• _DESCRIPTION OF THE TASK_:
Using the passage on network anomaly detection, explain in one to three sentences why volume-based detection techniques cannot catch low-intensity attacks.

Despite these difficulties, network anomaly detection is still making progress. Network anomaly detection systems identify network anomalies by monitoring and analyzing network traffic and searching for anomalous flows with malicious behaviors. Despite having high accuracy rates and low false alarm rates, these systems are easily evaded by recent collaborative-based anomalies, even anomalies with the similar packets as legitimate traffic. Moreover, existing detection modules usually consider less about the communication relationship, such as the communication pattern between inner and outer networks, so that it is difficult to describe anomalies from single flow itself in network.

Collective network anomalies are major kinds of network anomaly nowadays [12]. According to the communication volume of the traffic flows, individual steps can be roughly classified into two types, namely high-intensity attacks and low-intensity attacks. High-intensity attacks such as Smurf [9] transmit packets at a high rate causing a sudden surge in traffic volume whereas low-intensity attacks such as Slowloris [19] are high-level attacks that do not rely on intensity and volume to breakdown network service. Other low-intensity attacks do not attempt to completely disrupt the service but rather degrade the quality of service over a long period of time to achieve economic damage or reduce the performance of servers, indicates that all the packets involved in the attack are not detected. In complex attacks, an attacker floods the target system with low-intensity, highly targeted, and application-specific traffic.

Recent research has shown that the following challenges that are not tackled in previous researches. We briefly describe two of the modern challenges for network anomaly detection that we will address in this work.

Challenge 1: Low-Intensity Volume of Network Anomaly Traffic Might Seem Innocuous. Most traditional methods analyze statistical changes of traffic volume. The statistical features of the network flows contain information such as the number of flows, the number of packets of the flow, the average length of packets of the flow, the network protocol flags, and the duration of the flow. If a statistical mode mismatch in those values is detected, the event is reported as an anomaly. For example, if the statistical features of the destination port numbers suddenly increase, it is assumed that some hosts conduct port scanning. However, the anomalous activities that may not increase the number of packets are not visible in a large network. Those volume-based anomaly detection techniques, however, cannot detect low-intensity attacks.

• _PROVIDED RECORDS_:
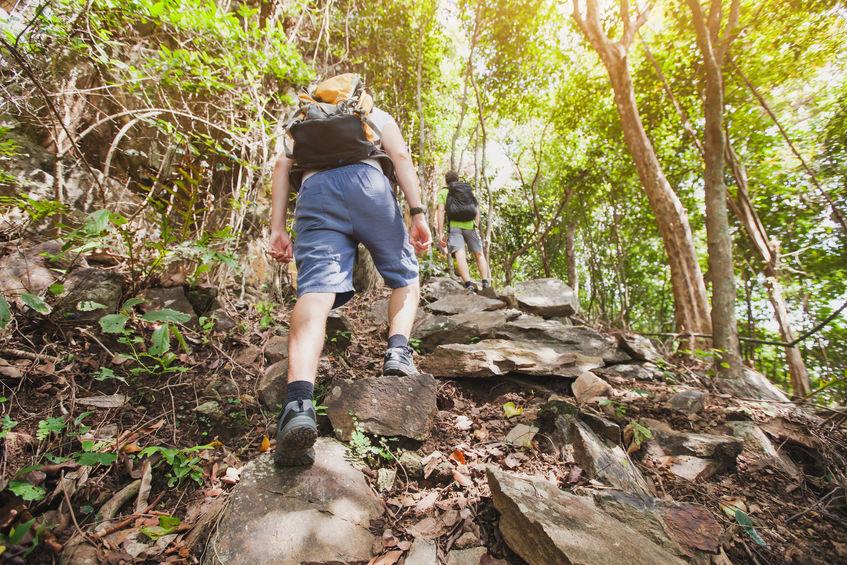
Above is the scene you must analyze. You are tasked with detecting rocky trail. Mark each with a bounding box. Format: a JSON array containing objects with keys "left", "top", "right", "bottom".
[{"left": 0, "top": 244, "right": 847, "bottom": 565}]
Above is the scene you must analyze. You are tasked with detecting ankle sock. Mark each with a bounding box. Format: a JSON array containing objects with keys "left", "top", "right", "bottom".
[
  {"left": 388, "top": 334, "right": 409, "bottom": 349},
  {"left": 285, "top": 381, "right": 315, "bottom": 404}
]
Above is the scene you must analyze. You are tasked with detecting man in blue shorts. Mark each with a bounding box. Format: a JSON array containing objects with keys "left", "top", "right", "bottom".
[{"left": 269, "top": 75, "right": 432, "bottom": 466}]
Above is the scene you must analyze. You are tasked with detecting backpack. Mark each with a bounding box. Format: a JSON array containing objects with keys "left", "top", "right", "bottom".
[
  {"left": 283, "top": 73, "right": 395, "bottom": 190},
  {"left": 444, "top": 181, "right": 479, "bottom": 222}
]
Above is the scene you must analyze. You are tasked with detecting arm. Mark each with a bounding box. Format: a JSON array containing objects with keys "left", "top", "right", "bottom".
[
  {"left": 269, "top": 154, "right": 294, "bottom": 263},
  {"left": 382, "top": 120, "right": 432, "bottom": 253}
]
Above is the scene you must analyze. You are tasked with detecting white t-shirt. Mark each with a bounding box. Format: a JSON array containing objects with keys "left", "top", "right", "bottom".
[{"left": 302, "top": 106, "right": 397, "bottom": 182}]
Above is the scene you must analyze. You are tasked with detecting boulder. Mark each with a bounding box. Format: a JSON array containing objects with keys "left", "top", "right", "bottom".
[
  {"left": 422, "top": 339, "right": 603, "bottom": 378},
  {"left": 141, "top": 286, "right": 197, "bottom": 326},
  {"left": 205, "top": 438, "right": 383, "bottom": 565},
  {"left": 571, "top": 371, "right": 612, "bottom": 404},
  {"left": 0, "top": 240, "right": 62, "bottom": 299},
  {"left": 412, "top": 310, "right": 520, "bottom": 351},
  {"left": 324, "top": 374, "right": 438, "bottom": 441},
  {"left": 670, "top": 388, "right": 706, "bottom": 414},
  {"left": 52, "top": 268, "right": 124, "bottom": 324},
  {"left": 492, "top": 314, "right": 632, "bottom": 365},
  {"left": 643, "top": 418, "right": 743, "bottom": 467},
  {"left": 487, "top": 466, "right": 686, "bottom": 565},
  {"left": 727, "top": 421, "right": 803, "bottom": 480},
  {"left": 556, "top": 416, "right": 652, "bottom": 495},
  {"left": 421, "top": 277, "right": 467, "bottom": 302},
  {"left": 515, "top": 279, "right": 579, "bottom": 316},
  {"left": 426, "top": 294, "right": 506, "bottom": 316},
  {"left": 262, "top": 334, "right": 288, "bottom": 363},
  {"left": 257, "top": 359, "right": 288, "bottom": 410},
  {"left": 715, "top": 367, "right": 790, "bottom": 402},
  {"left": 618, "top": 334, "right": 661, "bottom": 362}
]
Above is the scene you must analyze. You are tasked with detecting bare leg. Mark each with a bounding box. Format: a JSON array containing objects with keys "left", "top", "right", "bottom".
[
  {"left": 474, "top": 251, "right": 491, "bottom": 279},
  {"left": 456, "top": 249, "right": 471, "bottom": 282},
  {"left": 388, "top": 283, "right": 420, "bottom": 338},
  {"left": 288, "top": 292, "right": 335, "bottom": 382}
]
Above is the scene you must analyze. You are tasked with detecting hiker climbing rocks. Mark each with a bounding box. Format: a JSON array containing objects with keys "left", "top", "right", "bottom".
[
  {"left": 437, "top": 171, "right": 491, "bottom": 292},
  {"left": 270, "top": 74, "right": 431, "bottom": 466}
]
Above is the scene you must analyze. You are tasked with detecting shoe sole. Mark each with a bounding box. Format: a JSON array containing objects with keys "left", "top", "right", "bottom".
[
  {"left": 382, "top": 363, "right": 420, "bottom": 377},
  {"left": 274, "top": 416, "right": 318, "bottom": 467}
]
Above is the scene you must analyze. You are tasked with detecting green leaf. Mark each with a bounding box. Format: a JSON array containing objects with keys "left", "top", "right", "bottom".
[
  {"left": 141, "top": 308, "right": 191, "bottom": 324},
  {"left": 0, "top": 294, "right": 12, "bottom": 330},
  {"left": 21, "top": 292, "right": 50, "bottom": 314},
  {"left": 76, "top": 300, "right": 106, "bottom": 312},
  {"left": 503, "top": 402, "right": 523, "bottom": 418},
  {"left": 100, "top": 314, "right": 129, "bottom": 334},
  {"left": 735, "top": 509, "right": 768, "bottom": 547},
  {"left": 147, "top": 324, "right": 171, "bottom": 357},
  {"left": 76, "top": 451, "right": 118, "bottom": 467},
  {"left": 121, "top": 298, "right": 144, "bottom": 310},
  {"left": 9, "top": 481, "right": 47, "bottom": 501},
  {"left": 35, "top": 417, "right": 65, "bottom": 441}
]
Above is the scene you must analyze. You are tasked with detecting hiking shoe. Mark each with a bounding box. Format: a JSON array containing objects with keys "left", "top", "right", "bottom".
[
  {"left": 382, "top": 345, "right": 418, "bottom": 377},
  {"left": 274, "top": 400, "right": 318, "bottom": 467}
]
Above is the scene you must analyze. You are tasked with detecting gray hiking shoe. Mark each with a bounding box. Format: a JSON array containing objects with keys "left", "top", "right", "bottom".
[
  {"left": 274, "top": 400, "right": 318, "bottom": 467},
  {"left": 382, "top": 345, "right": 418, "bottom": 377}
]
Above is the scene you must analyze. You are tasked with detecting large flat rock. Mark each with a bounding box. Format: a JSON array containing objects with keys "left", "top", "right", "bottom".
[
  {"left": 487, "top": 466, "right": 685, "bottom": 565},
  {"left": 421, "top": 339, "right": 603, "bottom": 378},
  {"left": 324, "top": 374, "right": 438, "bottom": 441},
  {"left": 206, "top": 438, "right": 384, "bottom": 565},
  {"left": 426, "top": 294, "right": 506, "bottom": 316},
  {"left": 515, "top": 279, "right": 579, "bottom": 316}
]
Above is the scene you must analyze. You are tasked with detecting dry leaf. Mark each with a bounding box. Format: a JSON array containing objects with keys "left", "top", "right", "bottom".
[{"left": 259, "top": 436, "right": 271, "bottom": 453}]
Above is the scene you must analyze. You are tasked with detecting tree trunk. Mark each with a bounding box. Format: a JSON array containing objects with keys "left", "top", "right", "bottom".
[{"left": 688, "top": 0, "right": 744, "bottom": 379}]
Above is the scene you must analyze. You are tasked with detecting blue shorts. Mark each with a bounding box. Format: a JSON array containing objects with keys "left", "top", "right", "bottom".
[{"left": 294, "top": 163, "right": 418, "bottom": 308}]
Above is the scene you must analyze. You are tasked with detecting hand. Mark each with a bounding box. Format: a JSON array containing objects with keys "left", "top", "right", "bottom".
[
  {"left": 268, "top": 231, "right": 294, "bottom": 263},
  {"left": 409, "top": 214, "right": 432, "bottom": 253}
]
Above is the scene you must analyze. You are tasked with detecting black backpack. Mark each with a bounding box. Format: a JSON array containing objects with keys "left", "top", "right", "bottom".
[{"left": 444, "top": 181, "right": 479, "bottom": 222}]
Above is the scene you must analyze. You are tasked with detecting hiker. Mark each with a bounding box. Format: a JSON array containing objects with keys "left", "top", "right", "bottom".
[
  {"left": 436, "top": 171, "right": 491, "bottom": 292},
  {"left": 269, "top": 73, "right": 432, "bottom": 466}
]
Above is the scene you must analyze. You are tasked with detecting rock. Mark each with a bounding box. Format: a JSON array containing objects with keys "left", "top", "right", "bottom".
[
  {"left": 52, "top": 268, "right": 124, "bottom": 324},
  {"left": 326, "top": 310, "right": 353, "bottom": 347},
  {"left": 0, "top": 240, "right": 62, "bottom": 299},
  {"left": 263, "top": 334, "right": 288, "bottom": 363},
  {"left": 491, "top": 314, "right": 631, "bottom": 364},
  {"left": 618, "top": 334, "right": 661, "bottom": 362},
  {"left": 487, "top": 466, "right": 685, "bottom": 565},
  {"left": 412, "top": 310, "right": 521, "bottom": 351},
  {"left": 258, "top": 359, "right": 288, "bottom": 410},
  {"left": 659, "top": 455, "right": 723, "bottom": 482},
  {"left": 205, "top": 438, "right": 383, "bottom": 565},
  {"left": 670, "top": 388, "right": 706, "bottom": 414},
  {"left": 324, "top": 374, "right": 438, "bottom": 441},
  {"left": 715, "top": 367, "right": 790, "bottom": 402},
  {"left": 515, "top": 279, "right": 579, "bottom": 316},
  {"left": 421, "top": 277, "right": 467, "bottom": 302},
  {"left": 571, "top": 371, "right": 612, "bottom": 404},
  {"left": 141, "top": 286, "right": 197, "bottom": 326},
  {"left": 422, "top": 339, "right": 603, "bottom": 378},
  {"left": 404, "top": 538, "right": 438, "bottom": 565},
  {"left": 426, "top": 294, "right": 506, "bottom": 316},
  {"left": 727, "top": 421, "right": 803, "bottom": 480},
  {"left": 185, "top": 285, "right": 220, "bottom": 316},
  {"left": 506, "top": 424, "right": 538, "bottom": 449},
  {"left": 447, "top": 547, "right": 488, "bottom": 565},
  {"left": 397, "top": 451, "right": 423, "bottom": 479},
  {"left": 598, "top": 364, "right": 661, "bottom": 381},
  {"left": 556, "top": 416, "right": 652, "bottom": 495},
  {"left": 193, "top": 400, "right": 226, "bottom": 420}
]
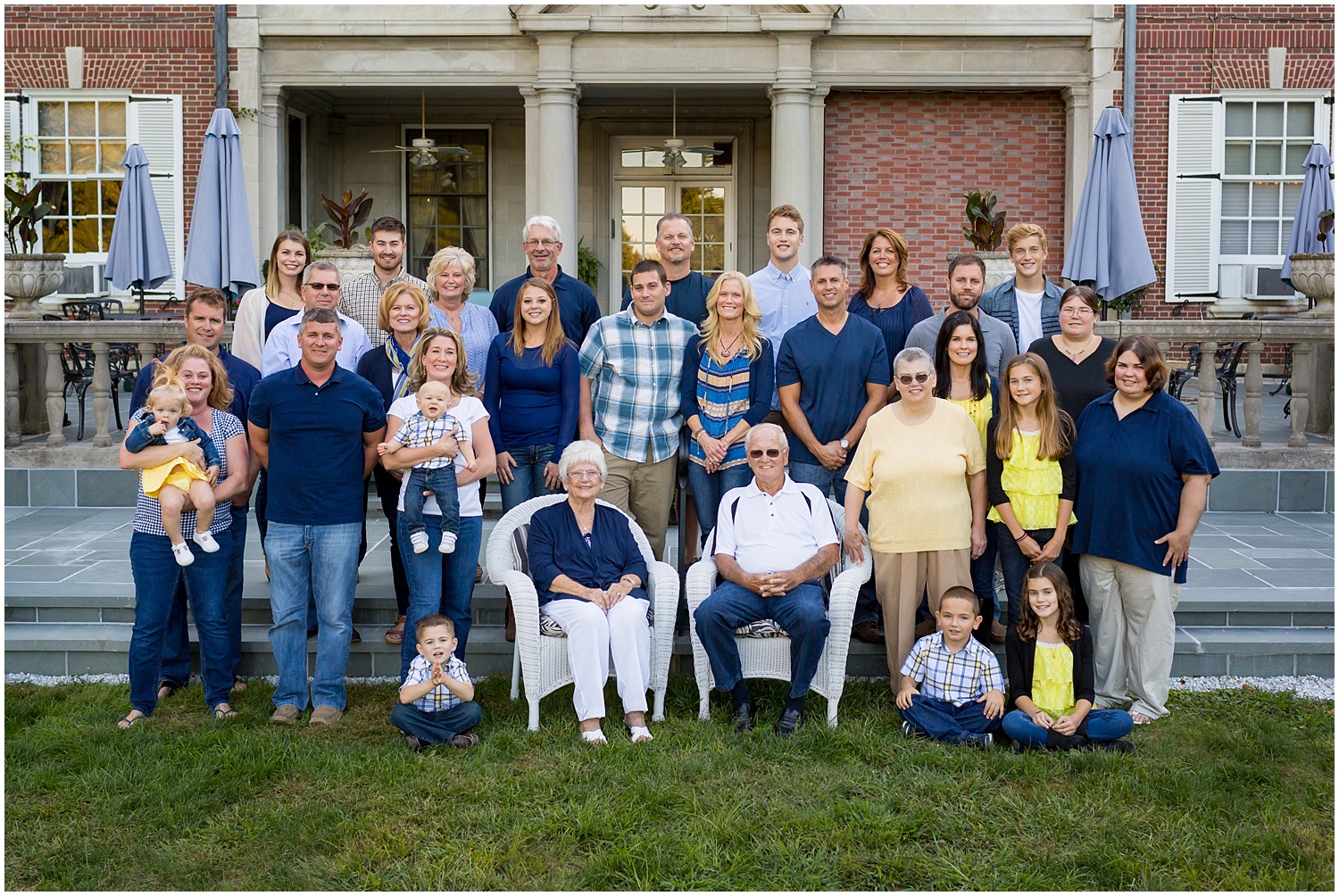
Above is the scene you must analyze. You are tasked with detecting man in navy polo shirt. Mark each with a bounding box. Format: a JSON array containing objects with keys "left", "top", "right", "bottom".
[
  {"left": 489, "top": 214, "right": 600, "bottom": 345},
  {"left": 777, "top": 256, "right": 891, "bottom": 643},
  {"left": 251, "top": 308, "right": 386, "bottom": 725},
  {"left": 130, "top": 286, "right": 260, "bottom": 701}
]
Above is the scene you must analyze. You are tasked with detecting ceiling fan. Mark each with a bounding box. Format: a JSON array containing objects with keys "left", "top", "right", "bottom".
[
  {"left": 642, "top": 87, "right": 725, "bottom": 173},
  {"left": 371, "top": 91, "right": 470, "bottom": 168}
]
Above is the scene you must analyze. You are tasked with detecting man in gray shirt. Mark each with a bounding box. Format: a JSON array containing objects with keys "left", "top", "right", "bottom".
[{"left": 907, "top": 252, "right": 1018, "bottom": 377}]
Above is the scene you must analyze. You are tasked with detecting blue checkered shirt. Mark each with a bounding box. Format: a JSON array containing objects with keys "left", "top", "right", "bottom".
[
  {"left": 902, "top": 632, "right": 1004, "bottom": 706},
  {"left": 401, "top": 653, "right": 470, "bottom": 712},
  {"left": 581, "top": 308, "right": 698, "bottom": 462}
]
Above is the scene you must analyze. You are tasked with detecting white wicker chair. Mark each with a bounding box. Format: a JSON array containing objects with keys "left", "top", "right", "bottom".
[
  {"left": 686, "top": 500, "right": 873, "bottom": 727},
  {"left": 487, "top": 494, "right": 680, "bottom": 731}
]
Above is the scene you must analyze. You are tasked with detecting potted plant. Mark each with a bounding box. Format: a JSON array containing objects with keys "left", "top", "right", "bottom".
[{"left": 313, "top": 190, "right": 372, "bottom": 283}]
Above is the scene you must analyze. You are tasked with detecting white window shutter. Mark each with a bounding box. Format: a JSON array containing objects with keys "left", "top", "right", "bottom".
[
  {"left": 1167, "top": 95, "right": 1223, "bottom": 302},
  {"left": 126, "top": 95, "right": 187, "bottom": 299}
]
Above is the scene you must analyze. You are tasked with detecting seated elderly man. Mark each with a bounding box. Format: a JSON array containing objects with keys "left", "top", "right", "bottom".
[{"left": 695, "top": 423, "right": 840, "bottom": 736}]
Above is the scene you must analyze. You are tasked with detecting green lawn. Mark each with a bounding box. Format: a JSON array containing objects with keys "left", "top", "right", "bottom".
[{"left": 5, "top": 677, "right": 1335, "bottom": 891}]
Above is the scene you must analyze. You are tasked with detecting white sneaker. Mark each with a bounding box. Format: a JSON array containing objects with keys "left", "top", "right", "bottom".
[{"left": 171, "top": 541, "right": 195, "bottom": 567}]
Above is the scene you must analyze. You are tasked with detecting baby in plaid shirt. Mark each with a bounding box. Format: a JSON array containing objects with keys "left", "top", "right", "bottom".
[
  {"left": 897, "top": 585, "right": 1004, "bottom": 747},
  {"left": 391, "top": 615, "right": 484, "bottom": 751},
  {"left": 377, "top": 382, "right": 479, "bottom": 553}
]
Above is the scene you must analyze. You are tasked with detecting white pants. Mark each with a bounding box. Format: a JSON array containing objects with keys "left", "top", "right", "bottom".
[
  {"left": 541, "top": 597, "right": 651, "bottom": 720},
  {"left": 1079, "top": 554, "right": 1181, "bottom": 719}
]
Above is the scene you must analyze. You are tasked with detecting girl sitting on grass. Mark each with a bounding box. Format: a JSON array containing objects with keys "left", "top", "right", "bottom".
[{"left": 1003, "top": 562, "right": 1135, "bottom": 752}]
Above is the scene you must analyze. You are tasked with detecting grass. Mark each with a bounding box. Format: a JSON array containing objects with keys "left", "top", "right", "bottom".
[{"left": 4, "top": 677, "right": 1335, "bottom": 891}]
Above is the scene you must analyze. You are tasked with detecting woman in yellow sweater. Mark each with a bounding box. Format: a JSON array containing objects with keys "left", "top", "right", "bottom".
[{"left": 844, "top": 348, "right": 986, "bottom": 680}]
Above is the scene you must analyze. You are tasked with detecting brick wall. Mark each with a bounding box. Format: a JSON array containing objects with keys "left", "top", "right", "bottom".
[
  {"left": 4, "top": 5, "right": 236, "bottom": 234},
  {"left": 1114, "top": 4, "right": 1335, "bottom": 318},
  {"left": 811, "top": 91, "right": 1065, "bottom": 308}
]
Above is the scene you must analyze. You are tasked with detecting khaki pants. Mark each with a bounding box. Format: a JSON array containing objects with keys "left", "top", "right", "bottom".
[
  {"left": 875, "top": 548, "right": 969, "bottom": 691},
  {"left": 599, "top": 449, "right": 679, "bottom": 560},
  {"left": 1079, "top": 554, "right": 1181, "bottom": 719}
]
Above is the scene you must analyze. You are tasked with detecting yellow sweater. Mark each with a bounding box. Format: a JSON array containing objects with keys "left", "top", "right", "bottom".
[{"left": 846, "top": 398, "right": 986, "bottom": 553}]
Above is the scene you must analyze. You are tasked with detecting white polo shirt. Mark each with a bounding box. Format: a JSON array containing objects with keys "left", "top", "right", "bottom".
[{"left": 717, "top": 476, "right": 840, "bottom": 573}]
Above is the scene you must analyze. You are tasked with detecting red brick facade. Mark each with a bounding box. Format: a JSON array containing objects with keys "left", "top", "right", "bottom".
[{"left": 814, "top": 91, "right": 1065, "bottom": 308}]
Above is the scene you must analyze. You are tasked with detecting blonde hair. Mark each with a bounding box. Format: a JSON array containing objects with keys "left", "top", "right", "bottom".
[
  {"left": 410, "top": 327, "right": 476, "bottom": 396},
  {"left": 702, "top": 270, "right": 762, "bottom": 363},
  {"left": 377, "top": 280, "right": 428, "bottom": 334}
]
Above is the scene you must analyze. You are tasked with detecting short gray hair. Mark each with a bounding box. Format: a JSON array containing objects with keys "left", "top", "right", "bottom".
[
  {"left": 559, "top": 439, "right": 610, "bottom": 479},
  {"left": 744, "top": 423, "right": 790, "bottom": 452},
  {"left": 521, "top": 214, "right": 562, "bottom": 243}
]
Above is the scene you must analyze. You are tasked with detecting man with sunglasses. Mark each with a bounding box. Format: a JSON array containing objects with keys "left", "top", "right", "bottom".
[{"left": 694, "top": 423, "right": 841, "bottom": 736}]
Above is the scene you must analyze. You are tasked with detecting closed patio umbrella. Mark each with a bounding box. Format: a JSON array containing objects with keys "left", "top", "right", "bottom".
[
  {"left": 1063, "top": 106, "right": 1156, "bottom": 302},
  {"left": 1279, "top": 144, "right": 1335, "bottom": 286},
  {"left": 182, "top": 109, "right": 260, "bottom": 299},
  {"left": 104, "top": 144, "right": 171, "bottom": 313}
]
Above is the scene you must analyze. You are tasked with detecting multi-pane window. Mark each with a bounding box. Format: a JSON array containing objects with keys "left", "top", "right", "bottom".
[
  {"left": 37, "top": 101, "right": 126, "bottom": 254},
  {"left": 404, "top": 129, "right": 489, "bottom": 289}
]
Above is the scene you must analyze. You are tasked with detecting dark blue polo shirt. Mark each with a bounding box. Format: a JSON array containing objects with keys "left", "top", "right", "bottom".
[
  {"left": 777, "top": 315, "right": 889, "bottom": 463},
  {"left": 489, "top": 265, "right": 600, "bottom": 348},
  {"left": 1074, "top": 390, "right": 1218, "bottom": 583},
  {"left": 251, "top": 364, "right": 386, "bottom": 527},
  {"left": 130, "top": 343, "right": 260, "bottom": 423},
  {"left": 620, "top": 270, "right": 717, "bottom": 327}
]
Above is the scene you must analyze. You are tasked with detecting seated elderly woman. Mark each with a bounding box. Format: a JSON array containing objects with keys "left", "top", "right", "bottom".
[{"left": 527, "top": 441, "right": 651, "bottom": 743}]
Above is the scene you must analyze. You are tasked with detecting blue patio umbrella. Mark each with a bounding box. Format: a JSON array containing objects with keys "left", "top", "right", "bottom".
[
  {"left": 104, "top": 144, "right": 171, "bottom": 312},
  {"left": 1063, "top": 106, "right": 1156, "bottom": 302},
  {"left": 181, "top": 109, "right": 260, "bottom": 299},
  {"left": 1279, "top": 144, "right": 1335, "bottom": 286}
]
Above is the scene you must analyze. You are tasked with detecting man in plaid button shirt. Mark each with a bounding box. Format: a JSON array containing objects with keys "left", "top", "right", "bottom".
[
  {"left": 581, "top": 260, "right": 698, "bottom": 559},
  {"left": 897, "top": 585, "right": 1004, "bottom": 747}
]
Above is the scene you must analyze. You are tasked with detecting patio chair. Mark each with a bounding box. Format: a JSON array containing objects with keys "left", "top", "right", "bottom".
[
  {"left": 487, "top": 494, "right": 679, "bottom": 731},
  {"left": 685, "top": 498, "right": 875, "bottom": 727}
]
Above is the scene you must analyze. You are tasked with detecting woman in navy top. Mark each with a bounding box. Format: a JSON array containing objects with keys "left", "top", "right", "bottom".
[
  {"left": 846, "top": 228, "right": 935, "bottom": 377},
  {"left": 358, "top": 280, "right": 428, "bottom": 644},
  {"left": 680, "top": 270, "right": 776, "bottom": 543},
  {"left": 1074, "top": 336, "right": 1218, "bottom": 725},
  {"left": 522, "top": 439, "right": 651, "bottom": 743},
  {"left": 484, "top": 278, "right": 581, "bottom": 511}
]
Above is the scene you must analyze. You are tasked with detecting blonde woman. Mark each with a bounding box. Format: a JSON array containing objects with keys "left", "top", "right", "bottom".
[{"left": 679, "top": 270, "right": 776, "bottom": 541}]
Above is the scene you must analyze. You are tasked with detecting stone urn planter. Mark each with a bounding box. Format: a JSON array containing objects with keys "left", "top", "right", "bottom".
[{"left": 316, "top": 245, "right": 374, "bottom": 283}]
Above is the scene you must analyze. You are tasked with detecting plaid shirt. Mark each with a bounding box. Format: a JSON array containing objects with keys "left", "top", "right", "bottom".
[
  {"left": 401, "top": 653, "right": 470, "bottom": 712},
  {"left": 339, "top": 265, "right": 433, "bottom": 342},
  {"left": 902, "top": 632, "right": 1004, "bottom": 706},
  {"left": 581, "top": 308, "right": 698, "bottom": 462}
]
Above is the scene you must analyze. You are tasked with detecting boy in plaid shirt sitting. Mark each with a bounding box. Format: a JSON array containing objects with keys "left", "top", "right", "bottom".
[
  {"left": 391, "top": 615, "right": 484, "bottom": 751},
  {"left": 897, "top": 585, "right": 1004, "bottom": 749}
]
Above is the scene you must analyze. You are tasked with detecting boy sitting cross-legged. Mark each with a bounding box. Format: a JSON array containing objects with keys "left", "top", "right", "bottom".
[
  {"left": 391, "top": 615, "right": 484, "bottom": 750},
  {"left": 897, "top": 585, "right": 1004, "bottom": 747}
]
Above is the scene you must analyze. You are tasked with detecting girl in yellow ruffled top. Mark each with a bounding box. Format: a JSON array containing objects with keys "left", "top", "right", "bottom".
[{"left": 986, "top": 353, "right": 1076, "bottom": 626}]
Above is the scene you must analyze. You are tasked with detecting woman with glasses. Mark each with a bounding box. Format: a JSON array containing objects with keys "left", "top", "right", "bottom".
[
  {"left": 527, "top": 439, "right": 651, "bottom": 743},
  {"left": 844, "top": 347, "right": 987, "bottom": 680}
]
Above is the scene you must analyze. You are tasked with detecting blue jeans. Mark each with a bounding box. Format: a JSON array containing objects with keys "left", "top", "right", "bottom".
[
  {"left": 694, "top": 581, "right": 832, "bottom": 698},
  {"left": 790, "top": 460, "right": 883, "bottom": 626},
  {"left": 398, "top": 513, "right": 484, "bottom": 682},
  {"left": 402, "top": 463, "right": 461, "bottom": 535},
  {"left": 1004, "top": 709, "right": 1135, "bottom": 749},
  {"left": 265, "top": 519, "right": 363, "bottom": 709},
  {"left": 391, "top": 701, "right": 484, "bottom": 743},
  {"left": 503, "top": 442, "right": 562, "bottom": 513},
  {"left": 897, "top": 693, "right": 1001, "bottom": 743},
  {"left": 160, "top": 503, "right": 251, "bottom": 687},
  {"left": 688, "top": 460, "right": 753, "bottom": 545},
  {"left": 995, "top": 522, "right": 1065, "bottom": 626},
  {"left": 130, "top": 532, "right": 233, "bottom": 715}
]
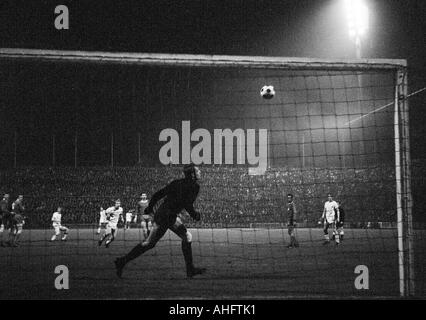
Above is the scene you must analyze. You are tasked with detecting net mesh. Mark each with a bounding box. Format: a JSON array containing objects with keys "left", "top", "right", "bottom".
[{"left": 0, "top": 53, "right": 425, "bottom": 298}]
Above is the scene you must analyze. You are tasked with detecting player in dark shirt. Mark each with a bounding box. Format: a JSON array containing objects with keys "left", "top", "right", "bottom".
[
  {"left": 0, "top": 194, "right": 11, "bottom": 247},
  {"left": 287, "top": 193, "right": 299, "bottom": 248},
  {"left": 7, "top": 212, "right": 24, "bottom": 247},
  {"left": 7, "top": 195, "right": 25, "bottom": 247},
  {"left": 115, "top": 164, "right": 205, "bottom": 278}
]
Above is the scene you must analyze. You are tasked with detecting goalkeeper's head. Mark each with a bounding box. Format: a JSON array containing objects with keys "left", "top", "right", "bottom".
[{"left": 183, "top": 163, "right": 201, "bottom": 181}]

• _TASK RESPONSE_:
Volume-based techniques report an anomaly only when they detect a statistical mismatch in flow features such as the number of flows, the number of packets, the average packet length, protocol flags, and flow duration. Low-intensity anomalous activity may not increase the number of packets, so in a large network it stays invisible and causes no change for these methods to detect.